▶ **Teks Dokumen**
======

Barak Disiplin untuk Pelajar Bermasalah: Pemerintah Serius Bahas Ide Dedi Mulyadi
Sebuah wacana tak biasa kembali muncul di ranah pendidikan nasional. Mantan Bupati Purwakarta yang juga anggota DPR RI, Dedi Mulyadi, melontarkan ide kontroversial: membina siswa-siswa bermasalah di dalam barak pendidikan disiplin. Menariknya, ide ini tak sekadar jadi bahan obrolan publik. Pemerintah pusat dikabarkan tengah mengkaji kemungkinan penerapan konsep tersebut di beberapa wilayah sebagai proyek percontohan.
Ide Unik dari Sosok Nyentrik
Dedi Mulyadi memang dikenal sebagai tokoh yang kerap menabrak arus. Dalam berbagai kesempatan, ia menekankan pentingnya menanamkan nilai-nilai kedisiplinan, etika, dan tanggung jawab kepada generasi muda. Salah satu ide yang kini menjadi sorotan adalah konsep barak pendidikan – tempat khusus bagi pelajar yang dianggap nakal, pembangkang, atau berperilaku menyimpang di lingkungan sekolah.

======

▶ **Bagian dari berkas data**
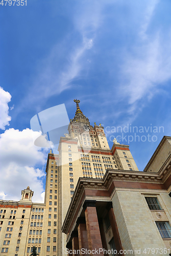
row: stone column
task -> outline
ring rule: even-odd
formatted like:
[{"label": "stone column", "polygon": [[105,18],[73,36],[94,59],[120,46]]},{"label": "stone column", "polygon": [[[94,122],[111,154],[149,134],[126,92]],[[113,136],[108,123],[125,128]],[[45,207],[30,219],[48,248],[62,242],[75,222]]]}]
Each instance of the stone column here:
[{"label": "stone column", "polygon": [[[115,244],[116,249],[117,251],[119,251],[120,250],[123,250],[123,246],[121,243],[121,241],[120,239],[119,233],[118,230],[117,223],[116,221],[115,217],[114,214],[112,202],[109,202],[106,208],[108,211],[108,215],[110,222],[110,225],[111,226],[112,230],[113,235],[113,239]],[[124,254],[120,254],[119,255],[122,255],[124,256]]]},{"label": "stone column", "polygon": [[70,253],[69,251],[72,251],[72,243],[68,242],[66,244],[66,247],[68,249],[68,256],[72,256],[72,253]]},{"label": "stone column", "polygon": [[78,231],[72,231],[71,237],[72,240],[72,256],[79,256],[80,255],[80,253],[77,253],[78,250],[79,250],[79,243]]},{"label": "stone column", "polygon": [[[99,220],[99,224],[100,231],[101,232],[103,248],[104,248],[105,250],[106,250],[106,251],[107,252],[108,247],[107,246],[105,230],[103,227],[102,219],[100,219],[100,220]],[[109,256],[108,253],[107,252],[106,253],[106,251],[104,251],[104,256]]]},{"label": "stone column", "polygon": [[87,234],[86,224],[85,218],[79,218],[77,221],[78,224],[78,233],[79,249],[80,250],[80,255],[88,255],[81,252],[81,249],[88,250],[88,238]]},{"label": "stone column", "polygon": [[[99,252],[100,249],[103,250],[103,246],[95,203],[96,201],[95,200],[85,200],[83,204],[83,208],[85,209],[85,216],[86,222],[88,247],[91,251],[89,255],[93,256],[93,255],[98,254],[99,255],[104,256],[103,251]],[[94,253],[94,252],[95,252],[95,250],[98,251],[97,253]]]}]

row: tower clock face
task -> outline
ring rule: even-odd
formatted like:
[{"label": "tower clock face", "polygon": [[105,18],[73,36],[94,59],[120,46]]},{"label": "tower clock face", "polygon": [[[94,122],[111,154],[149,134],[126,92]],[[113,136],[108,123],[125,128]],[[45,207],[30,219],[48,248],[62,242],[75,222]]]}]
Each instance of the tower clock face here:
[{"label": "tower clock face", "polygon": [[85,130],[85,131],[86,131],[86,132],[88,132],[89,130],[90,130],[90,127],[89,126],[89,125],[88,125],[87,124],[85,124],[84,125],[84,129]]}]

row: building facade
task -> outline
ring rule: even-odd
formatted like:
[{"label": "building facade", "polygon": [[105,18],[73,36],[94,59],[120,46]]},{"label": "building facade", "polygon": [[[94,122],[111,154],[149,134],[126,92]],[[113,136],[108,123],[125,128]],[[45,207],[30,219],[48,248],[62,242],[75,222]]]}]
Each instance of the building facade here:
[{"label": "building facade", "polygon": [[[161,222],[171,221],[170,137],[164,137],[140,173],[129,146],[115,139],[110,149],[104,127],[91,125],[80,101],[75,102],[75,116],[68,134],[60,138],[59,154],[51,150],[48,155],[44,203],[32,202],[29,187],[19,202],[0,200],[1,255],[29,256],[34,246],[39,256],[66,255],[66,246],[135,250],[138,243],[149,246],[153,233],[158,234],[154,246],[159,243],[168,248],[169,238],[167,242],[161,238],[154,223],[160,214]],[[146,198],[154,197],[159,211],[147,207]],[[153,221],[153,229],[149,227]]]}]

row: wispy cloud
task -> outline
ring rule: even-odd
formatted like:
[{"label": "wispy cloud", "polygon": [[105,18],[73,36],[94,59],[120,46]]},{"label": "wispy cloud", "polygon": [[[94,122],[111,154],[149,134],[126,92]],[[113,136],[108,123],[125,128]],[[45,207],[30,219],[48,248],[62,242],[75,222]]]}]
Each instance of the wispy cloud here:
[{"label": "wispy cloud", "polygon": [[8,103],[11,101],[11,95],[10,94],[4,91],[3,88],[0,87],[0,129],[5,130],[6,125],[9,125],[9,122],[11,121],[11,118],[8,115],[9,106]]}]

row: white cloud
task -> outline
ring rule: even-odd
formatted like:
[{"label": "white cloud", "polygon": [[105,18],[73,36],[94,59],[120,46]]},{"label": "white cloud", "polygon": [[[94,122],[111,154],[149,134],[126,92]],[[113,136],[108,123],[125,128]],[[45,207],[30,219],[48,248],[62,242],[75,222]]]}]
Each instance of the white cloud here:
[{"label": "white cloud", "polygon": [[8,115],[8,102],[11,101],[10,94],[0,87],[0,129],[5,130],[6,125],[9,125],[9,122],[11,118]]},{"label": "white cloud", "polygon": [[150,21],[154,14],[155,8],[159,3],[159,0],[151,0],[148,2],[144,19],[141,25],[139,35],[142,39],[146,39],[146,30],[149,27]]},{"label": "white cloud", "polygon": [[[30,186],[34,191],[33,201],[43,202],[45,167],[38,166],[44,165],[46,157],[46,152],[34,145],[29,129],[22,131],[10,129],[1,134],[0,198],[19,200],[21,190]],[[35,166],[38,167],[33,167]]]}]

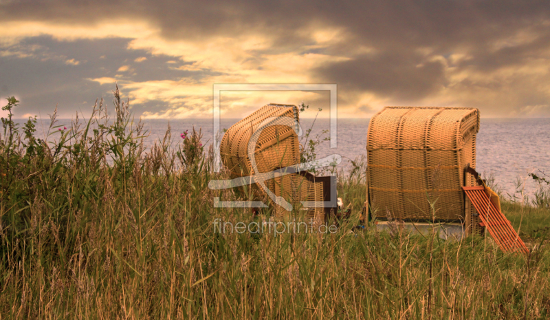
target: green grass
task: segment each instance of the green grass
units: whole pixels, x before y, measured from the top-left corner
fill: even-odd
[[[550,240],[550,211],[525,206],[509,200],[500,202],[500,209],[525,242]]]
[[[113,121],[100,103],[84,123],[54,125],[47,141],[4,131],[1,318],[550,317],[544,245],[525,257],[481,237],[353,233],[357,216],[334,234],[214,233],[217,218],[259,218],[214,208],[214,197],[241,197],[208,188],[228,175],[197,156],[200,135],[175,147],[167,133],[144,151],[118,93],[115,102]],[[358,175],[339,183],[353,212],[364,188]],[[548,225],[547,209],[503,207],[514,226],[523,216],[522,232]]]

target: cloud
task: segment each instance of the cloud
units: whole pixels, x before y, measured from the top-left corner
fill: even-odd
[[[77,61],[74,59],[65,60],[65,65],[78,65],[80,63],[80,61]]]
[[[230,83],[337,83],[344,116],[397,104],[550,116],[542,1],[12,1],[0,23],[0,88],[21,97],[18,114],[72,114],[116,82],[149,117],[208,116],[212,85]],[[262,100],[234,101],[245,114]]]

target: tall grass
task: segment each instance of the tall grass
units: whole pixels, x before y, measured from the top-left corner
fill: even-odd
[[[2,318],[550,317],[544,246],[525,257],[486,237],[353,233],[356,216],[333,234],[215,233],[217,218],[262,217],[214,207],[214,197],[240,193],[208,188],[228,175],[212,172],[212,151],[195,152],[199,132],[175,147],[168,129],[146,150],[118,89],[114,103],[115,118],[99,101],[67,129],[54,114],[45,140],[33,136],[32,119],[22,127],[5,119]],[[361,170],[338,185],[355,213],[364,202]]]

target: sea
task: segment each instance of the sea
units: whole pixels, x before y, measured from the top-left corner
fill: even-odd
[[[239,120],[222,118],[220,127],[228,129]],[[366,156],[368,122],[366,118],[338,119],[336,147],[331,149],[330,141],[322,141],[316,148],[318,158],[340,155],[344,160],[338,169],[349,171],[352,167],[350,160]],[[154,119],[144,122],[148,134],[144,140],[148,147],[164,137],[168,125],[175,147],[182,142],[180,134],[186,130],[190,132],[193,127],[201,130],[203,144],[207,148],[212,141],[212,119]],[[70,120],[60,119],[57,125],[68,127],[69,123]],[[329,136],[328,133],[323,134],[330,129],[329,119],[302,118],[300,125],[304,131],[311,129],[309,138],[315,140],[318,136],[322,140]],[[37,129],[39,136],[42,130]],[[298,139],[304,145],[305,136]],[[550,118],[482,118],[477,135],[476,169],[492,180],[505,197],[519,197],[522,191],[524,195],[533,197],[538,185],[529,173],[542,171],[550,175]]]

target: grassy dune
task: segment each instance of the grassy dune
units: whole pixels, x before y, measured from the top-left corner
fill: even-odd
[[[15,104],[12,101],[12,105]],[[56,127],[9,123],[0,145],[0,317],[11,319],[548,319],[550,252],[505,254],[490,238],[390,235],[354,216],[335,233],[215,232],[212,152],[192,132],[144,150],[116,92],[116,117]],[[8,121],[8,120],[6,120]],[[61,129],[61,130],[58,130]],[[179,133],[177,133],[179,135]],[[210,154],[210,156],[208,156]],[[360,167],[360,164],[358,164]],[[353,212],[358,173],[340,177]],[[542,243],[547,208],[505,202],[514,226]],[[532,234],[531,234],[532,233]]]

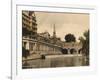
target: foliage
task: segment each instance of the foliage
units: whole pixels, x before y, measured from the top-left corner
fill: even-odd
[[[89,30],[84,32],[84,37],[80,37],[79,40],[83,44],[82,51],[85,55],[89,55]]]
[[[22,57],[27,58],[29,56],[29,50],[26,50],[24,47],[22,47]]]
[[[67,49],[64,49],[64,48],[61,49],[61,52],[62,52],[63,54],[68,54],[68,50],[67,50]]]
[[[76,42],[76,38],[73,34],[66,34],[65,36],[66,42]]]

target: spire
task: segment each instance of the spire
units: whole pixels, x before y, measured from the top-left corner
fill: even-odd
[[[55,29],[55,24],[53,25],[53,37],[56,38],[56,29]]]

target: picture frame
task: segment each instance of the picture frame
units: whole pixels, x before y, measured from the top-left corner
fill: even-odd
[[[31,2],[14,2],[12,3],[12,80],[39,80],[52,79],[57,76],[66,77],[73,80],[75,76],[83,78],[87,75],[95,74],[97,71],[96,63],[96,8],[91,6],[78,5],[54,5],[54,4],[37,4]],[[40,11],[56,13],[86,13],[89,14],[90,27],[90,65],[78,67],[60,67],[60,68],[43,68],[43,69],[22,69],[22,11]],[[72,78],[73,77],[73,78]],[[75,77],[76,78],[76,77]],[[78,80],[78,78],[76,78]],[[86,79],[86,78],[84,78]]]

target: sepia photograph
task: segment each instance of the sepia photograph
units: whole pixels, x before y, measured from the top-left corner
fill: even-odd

======

▶ **Yang Perlu Dikerjakan**
**1.** Cetak ulang baris-baris listing secara persis, mulai dari baris yang memuat "target: sepia photograph" hingga baris terakhir listing, kedua ujungnya ikut disertakan.
**2.** Teruskan artikel tentang usulan barak disiplin bagi pelajar bermasalah, dimulai tepat setelah kalimat terakhirnya.
Teks dan listing ini diambil dari sumber yang berlainan.

▶ **Hasil Tiap Tugas**
**1.**
target: sepia photograph
task: segment each instance of the sepia photograph
units: whole pixels, x before y, measured from the top-left corner
fill: even-odd

**2.**
Menurut Dedi, barak ini bukan lembaga hukuman, melainkan tempat pembinaan karakter yang dikemas dengan pendekatan ala pendidikan semi-militer namun tetap humanis. “Bukan untuk menghukum, tapi untuk membentuk jiwa disiplin, gotong royong, dan kesadaran sosial,” ujarnya dalam sebuah wawancara.
Pemerintah: Masih Tahap Kajian
Kementerian Pendidikan, Kebudayaan, Riset, dan Teknologi (Kemendikbudristek) menyatakan bahwa ide ini cukup menarik dan memiliki potensi, terutama dalam menangani kasus-kasus kenakalan remaja yang tak bisa lagi diatasi oleh pendekatan konvensional.
Staf Khusus Mendikbudristek mengonfirmasi bahwa pihaknya tengah mengkaji dampak, efektivitas, serta aspek hukum dan HAM dari wacana barak pendidikan ini. “Kami ingin memastikan bahwa pembinaan tidak melanggar hak anak, namun tetap memberikan efek pembelajaran dan pembentukan karakter,” ujarnya.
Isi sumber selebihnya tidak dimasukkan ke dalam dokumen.